- [What is being asked]:
Copy out each line of the data that holds the string "pointed".

- [Provided information]:
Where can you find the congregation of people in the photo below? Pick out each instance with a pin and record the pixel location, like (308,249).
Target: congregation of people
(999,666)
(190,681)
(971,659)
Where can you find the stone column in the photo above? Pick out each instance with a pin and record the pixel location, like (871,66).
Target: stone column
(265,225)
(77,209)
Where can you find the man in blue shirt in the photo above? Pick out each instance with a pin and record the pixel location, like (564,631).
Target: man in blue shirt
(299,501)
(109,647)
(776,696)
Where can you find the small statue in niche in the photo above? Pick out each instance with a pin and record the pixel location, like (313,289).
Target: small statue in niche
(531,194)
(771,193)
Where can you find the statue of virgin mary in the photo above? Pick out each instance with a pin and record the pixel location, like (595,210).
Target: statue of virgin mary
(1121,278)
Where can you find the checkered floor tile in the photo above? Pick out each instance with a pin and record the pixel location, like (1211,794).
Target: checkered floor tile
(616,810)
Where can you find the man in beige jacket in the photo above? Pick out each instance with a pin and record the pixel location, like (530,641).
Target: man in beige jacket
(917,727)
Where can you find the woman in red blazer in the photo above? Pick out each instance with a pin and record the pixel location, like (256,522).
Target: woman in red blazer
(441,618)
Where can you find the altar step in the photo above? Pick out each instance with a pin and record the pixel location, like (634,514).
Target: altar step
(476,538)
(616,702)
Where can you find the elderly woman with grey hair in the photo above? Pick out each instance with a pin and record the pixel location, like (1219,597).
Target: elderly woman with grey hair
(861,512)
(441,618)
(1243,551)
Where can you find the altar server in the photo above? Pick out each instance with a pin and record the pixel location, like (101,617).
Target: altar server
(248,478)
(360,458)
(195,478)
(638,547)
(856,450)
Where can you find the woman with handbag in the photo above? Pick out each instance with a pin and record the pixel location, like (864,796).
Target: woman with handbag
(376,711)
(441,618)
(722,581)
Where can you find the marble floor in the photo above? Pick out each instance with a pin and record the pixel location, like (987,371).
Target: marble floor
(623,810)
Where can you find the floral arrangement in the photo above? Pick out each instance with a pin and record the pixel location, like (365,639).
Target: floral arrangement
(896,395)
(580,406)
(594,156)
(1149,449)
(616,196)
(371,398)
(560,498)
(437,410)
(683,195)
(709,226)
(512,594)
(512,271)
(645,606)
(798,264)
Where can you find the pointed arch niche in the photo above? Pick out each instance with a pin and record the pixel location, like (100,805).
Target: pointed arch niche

- [Response for this exercise]:
Where can you find the pointed arch niche in the photo above? Pick out each instance with a pin and record the pixel location, like (100,805).
Target: pointed arch niche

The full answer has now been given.